EXERCISE DETAILS: All of the entries below, duplicated exactly, make up the answer.
..............................
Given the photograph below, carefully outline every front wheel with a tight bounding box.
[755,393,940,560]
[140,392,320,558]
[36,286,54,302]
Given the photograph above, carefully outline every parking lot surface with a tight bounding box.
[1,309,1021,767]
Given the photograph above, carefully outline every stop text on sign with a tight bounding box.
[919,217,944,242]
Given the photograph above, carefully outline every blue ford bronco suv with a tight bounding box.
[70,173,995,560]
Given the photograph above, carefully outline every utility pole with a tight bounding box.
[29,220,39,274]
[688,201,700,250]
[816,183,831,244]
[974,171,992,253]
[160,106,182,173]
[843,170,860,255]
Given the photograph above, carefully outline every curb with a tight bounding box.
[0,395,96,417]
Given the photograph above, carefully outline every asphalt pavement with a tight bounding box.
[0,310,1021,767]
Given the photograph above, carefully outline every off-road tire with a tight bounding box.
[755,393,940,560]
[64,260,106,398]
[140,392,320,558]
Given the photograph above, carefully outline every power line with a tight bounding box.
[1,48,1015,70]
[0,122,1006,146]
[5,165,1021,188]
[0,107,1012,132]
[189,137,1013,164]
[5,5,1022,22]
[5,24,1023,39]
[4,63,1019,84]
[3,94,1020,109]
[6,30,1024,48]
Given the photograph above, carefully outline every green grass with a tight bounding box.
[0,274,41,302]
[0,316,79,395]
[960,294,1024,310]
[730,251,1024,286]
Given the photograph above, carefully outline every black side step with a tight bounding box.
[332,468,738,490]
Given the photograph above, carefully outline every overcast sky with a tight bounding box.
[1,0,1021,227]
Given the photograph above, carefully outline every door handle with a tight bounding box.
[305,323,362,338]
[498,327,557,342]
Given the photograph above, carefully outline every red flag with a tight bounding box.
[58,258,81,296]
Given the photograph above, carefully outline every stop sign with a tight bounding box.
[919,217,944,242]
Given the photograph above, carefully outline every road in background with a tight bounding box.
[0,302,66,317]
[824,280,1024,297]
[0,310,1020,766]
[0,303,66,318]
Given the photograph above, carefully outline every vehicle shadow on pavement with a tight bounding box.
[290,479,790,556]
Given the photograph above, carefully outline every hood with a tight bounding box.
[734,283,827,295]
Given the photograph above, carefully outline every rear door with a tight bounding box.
..............................
YOUR SOLUTION:
Given the photograph below, carefully outline every front wheel with a tight bounding box.
[755,393,940,560]
[140,392,320,558]
[36,286,54,302]
Given the photograph above, carefully outline every parking lot surface with a tight bounding box.
[1,309,1021,767]
Given the photograph above, carefully outline every stop text on sign with a tight bounding box.
[919,217,944,242]
Given the photograph above, carefully outline every blue ford bronco suv with a tight bounding box.
[70,173,995,560]
Given the photograph above, carefully outline every utility pole with a tight bounding box.
[29,220,39,274]
[688,201,700,250]
[816,183,831,244]
[974,171,992,253]
[160,106,182,173]
[843,170,860,255]
Given the photograph above, carefully outline every curb with a tight bounding box.
[0,395,96,417]
Given the photograph above, carefully outline every asphalt pavement with a tight bounding box.
[0,310,1021,767]
Given the photograph above, carefully outline every off-road tire with a tight bounding box.
[755,393,940,560]
[64,260,106,398]
[140,392,320,558]
Given the photograph above, carefully outline every power line with a tight bounding box.
[1,48,1015,70]
[0,122,1006,146]
[5,165,1021,188]
[0,107,1012,132]
[189,137,1013,164]
[5,5,1022,22]
[5,24,1023,39]
[4,63,1019,84]
[3,94,1020,109]
[6,30,1024,48]
Given the photograph above, carefully outline every green grass with a tight bounding box.
[0,274,41,302]
[0,316,79,395]
[960,294,1024,310]
[730,251,1024,286]
Given the photograph above, carefully outline every black side step with a tight bounding box.
[332,468,738,490]
Given the photograph above, carefully outline every overcast sky with a tight bounding box.
[1,0,1021,227]
Given the photograph above, carefully outline every door handle with a tight bounding box.
[305,323,362,338]
[498,327,557,342]
Given the photograph above, carefully outline every red flag with a tight bounding box.
[58,258,81,296]
Given the photograph above, carefully outline every stop sign with a tight bounding box.
[919,217,944,242]
Given the photograph above, carefully outline every road in background with a tight bounding box.
[0,302,66,317]
[824,280,1024,297]
[0,310,1020,766]
[0,303,66,318]
Given the photograph above, carefully outline every vehicle shadow on pavement with a tight bounding box.
[290,479,790,556]
Given the photograph above, carefully outline every hood with a tight bounding box.
[734,283,827,295]
Given the photograph above, carefully outline every rear door with a tight bounding box.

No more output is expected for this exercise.